## Point localization data
* * * * * * *
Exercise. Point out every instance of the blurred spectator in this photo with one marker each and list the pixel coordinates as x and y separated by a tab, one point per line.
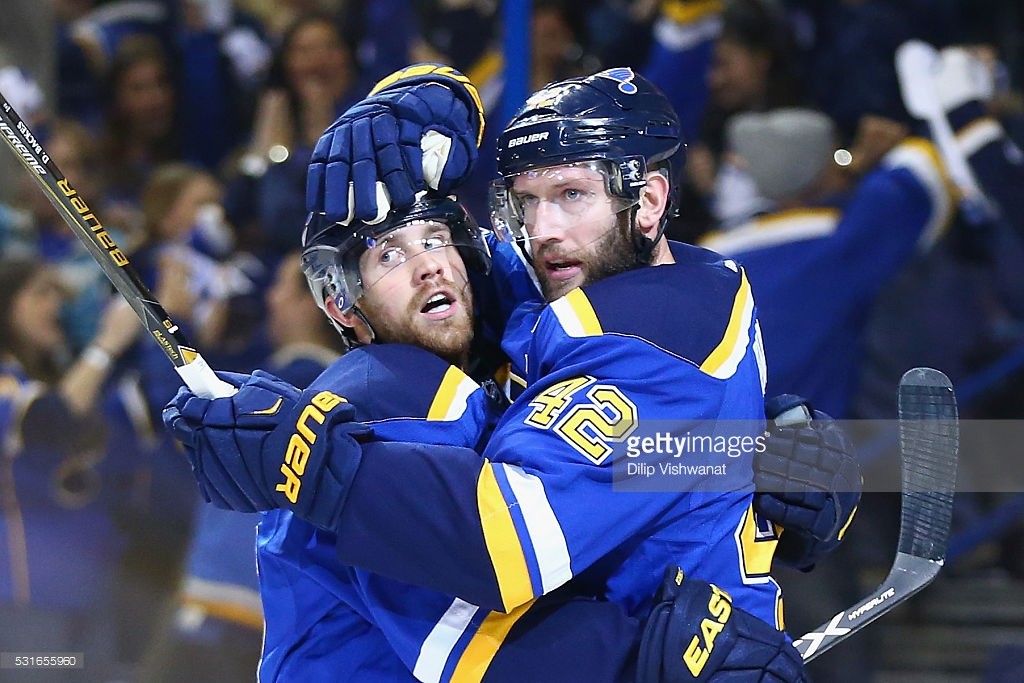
89	34
313	79
139	125
42	231
714	60
189	262
222	58
60	541
214	627
558	39
840	243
* * * * * * *
## Directions
Your answer must be a verbatim copy of the entries above, with no images included.

## Written answer
Exercise. Point out every instance of the blurred spectator in this photo with one marker each and list the pixel coordinates as x and y separated by a tab, one point per line.
89	34
313	79
139	125
42	231
714	60
189	262
222	58
60	541
214	627
558	39
840	243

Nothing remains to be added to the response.